WHAT THE EXERCISE ASKS
Each line of the records that holds the word "tree" should be copied out.

━━━ GIVEN DATA ━━━

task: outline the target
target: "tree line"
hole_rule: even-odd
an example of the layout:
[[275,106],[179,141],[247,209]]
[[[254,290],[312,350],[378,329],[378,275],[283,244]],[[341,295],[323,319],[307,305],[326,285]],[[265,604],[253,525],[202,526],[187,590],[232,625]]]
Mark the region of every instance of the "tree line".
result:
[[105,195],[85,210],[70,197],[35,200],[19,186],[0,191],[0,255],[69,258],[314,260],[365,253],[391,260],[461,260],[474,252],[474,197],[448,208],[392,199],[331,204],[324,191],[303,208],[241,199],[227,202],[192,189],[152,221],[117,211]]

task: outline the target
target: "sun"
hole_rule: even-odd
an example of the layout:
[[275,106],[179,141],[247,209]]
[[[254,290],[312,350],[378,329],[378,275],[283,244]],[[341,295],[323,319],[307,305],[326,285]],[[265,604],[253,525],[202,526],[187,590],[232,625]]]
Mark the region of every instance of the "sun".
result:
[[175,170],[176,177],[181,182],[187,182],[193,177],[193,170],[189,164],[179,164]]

━━━

SOLUTION TO THIS TASK
target: "tree line"
Mark the region of every instance of the "tree line".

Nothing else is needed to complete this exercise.